● **GEKOZEN FRAGMENT**:
Curcumine is een populair voedingssupplement vanwege de bekende en bewezen antioxiderende en ontstekingsremmende eigenschappen. Het wordt geëxtraheerd uit de wortels van de kurkumaplant en komt meestal in poedervorm.
Over het algemeen is het grootste probleem bij het innemen van curcumine de lage biologische beschikbaarheid, wat betekent dat het snel wordt gemetaboliseerd en slecht wordt opgenomen. Er zijn echter veel manieren om dit te verbeteren en het beste uit je dagelijkse dosis curcumine te halen!
Lees verder en ontdek wat de beste manier is om curcuminesupplementen in te nemen.
Curcumine - Biologische Beschikbaarheid en Opname
Curcumine is het dominante polyfenol in kurkumapoeder en is verantwoordelijk voor de kenmerkende heldergele kleur.
De polyfenolische chemische structuur voorkomt echter dat curcumine goed door het lichaam wordt opgenomen. Bij de gebruikelijke fysiologische pH is curcumine helemaal niet oplosbaar in water. Het is ook gevoelig voor licht en relatief chemisch onstabiel. Zodra het door de maag gaat, wordt het slechts gedeeltelijk opgenomen in de dunne darm en ondergaat het een uitgebreide reductie in de lever en de galblaas.1
Om al deze redenen worden curcuminesupplementen speciaal geformuleerd om het te beschermen tegen licht, lage pH en een snelle afbraak. Desalniettemin zijn de juiste timing en manier van inname van curcumine nog steeds cruciaal voor een verhoogde biologische beschikbaarheid, en er zijn veel manieren waarop dit kan worden verbeterd.
Wanneer en hoe moet ik curcumine innemen?
Omdat curcumine zeer slecht oplosbaar is in water, moet het worden ingenomen terwijl je iets vetterigs eet, bij voorkeur voedsel op basis van olie of ei. Je zou het bijvoorbeeld kunnen nemen wanneer je een salade eet met wat olijfolie, of een omelet. Elk ander op vet gebaseerd voedsel zou ook werken, zoals:
- Avocado's,
- Soja,
- Visoliesupplementen,
- Kippendijen,
- Zalm,
- Kaas,
- Room,
- Diverse sauzen, etc.
Het helpt ook als je meer kurkuma in je maaltijden verwerkt.
Bepaalde specifieke ingrediënten kunnen ook helpen bij de opname van curcumine. Namelij piperine, het actieve ingrediënt in peper, en lecithine, dat staat voor een groep fosfolipiden, meestal geïsoleerd uit soja of eieren.
Sommige studies hebben aangetoond dat piperine de biologische beschikbaarheid van curcumine tot 2000% verhoogt wanneer beide in geïsoleerde vorm worden ingenomen.2 Het kan zelfs helpen als je je eten kruidt met wat peper, hoewel de concentraties piperine dan relatief laag zouden zijn.

● **WEERGEGEVEN RIJEN**:
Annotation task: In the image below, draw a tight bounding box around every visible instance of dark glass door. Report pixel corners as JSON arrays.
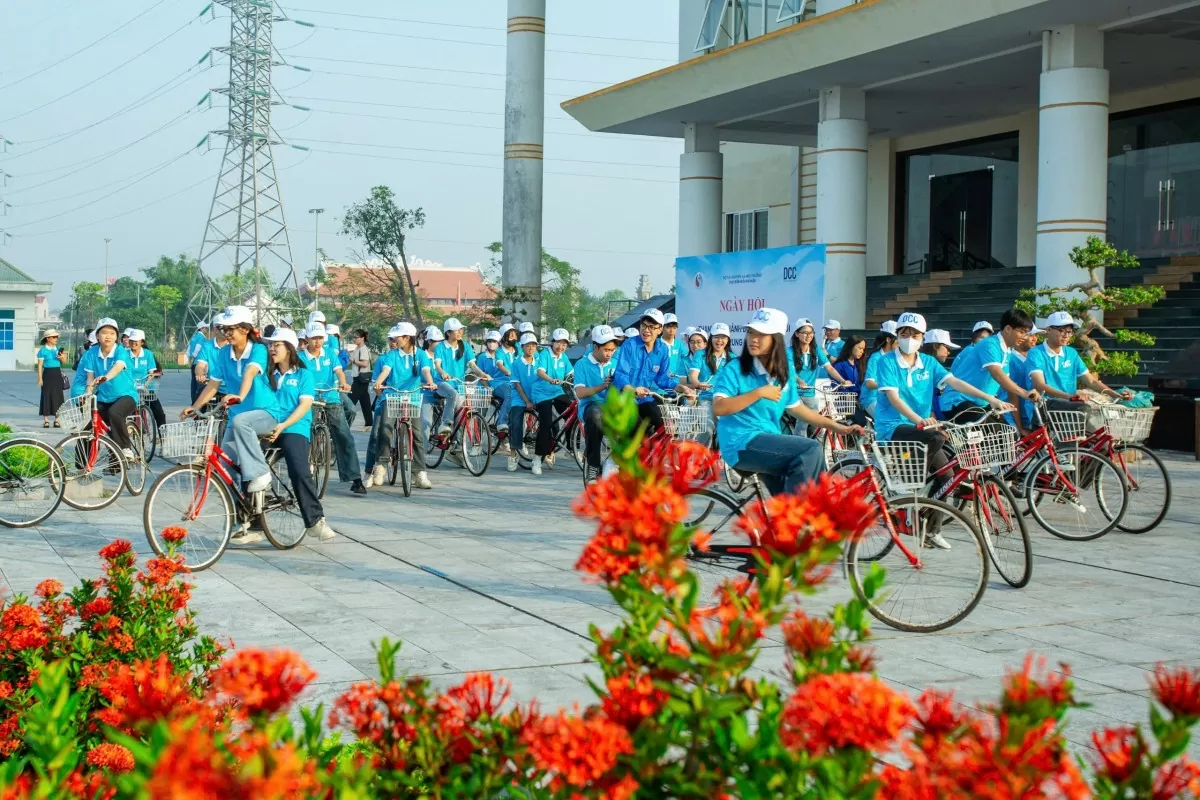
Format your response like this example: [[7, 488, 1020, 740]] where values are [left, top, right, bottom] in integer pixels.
[[929, 169, 992, 272]]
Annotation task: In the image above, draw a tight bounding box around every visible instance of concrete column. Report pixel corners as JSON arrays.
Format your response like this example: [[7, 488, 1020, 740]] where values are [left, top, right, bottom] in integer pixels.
[[503, 0, 546, 323], [679, 125, 725, 255], [1037, 25, 1109, 297], [817, 86, 866, 329]]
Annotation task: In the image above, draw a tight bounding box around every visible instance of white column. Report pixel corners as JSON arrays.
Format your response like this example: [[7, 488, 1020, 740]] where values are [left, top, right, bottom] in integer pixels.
[[502, 0, 546, 323], [817, 86, 866, 329], [1037, 25, 1109, 293], [679, 125, 725, 255]]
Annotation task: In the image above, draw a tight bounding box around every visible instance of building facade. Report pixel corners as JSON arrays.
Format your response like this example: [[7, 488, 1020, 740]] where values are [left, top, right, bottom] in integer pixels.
[[564, 0, 1200, 327]]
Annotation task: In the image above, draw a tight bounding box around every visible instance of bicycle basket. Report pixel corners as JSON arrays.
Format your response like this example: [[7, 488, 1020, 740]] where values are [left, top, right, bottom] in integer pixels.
[[1046, 411, 1087, 441], [55, 395, 96, 433], [158, 417, 217, 458], [946, 422, 1016, 471], [871, 441, 929, 494], [384, 390, 421, 422]]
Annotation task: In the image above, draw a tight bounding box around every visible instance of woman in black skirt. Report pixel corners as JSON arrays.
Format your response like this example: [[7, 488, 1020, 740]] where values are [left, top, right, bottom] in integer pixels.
[[37, 327, 62, 428]]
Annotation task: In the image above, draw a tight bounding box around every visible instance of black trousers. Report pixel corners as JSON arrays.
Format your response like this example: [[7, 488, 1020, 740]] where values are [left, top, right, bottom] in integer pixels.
[[534, 395, 571, 457], [275, 433, 325, 528]]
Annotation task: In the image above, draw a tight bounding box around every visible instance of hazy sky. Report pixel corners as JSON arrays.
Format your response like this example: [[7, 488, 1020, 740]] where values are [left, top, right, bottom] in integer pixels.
[[0, 0, 682, 306]]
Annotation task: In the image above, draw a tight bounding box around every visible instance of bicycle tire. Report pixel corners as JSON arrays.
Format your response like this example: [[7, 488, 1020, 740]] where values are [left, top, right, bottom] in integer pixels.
[[142, 464, 231, 572], [0, 438, 66, 528], [1025, 450, 1129, 542], [972, 475, 1033, 589], [54, 432, 125, 511], [1112, 444, 1172, 534], [846, 497, 989, 633]]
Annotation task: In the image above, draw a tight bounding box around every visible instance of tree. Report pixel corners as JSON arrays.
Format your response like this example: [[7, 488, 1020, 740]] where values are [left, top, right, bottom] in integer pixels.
[[1016, 236, 1165, 377], [342, 186, 425, 327]]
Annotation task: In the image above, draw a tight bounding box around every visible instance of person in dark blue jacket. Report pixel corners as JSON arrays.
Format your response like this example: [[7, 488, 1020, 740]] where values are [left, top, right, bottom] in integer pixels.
[[612, 308, 695, 431]]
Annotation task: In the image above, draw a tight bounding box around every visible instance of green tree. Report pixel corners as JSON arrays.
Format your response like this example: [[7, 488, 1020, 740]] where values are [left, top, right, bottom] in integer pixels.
[[1016, 236, 1165, 377], [342, 186, 425, 327]]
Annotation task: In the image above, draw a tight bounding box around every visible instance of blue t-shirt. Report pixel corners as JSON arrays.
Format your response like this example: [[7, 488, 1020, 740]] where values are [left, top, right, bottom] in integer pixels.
[[209, 342, 275, 420], [575, 353, 616, 420], [942, 333, 1012, 411], [79, 344, 138, 403], [268, 369, 317, 439], [1026, 342, 1087, 395], [875, 350, 949, 441], [713, 359, 800, 467], [37, 344, 62, 367]]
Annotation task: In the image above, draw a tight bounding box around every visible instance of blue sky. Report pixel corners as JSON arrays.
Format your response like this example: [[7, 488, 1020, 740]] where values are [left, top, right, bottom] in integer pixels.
[[0, 0, 682, 305]]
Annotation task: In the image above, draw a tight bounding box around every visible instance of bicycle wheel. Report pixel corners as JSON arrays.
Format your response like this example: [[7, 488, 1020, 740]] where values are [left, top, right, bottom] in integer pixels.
[[258, 451, 305, 551], [1112, 445, 1171, 534], [0, 439, 66, 528], [846, 497, 988, 632], [972, 475, 1033, 589], [54, 432, 125, 511], [458, 411, 492, 477], [142, 464, 238, 572], [1025, 449, 1129, 542]]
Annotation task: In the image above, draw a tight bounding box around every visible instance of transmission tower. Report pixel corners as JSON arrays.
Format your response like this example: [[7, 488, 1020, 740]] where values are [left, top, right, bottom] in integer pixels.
[[184, 0, 300, 337]]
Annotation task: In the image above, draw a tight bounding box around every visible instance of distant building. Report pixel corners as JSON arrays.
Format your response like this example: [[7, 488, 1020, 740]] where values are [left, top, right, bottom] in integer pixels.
[[0, 258, 54, 369]]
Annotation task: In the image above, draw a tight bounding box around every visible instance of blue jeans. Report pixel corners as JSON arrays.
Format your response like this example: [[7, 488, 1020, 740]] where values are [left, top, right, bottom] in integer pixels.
[[734, 433, 824, 494]]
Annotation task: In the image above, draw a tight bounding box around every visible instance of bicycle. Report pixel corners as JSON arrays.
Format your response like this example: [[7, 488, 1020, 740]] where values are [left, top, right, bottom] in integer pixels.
[[686, 441, 989, 632], [142, 409, 305, 572]]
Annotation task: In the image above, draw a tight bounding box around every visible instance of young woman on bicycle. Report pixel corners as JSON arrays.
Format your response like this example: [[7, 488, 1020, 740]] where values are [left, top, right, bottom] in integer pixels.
[[265, 323, 344, 542], [179, 306, 278, 501], [79, 317, 138, 461], [300, 323, 367, 495], [530, 327, 571, 475], [713, 308, 863, 494], [575, 325, 617, 483], [130, 329, 167, 427]]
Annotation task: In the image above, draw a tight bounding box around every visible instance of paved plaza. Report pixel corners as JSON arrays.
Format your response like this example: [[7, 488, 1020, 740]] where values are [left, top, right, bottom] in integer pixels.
[[0, 373, 1200, 750]]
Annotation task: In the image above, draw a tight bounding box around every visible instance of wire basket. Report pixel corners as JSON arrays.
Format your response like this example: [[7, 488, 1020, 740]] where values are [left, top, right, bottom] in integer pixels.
[[946, 422, 1016, 471], [1099, 404, 1158, 443], [871, 441, 929, 494], [55, 395, 96, 433], [158, 416, 217, 458], [1046, 411, 1087, 441], [384, 389, 421, 422]]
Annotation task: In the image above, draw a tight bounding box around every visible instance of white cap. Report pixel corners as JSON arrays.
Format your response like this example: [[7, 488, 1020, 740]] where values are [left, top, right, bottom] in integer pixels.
[[925, 327, 962, 350], [746, 308, 792, 333], [263, 327, 300, 347], [896, 311, 928, 333], [592, 325, 617, 344]]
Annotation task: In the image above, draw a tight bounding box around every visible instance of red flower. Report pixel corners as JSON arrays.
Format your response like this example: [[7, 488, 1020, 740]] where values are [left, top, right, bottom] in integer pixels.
[[1150, 664, 1200, 720], [212, 650, 317, 714], [780, 673, 916, 756], [88, 742, 134, 772]]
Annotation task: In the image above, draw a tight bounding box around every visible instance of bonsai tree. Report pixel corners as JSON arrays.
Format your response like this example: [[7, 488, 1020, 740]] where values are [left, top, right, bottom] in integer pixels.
[[1016, 236, 1165, 377]]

● **OEFENDOEL**:
Herhaal woord voor woord het stuk uit de tekst over curcumine tussen "Lees verder en" en "kenmerkende heldergele kleur.", beide inbegrepen. De rijen spelen hierbij geen enkele rol.

● **RESULTAAT HIERONDER**:
Lees verder en ontdek wat de beste manier is om curcuminesupplementen in te nemen.
Curcumine - Biologische Beschikbaarheid en Opname
Curcumine is het dominante polyfenol in kurkumapoeder en is verantwoordelijk voor de kenmerkende heldergele kleur.